(Dataset rows)
--- START ---

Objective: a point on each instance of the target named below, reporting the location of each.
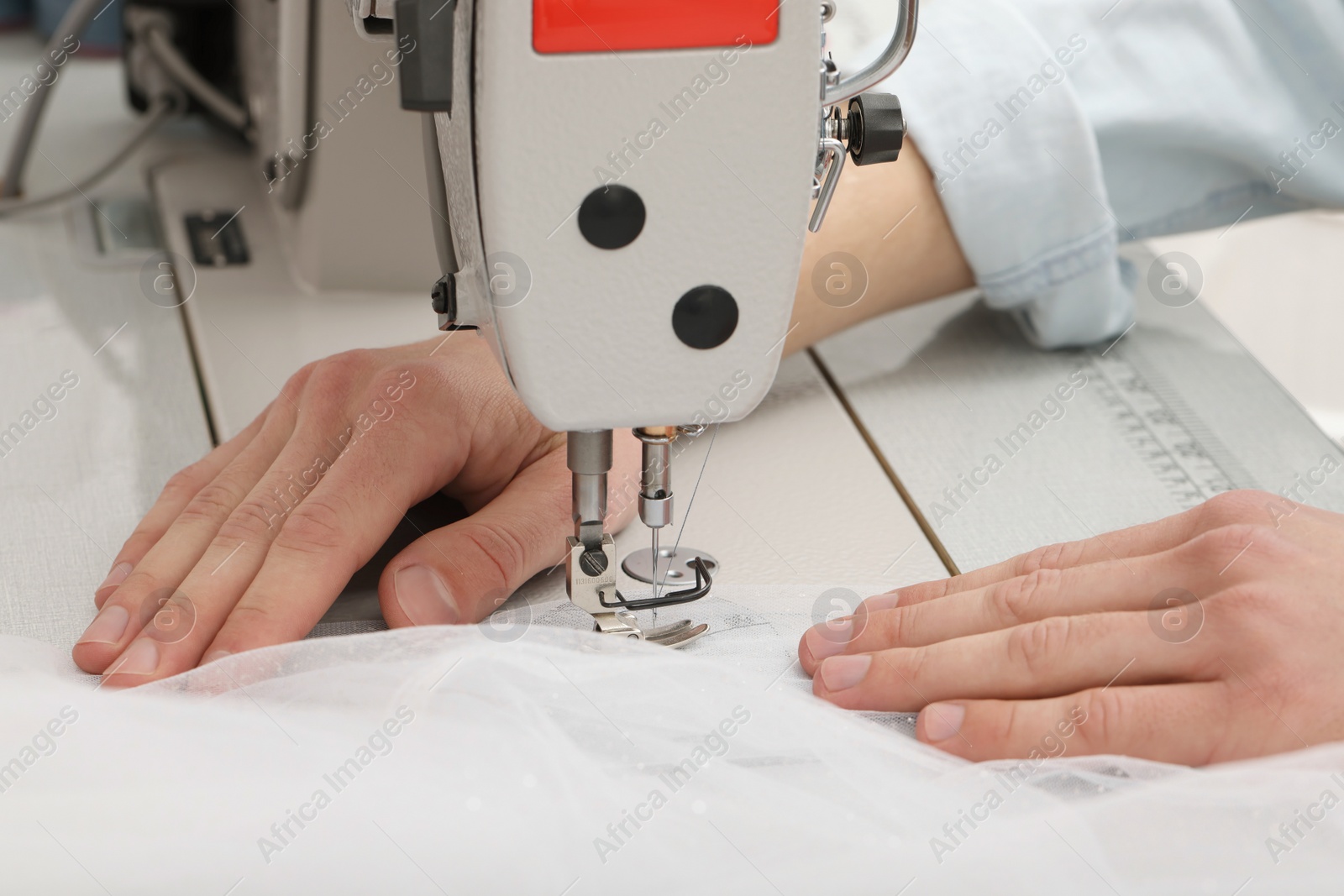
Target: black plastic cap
(705, 317)
(425, 39)
(612, 217)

--- END ---

▶ **PROBLEM TO SOLVE**: Render every line of the records above as a numbered list, skipping blank lines and leaving the pictures out.

▶ **EXERCISE ANSWER**:
1. Objective: a point on each instance of the target named below, reporting the location of each.
2. Target: black plastic cap
3. (705, 317)
4. (425, 39)
5. (612, 217)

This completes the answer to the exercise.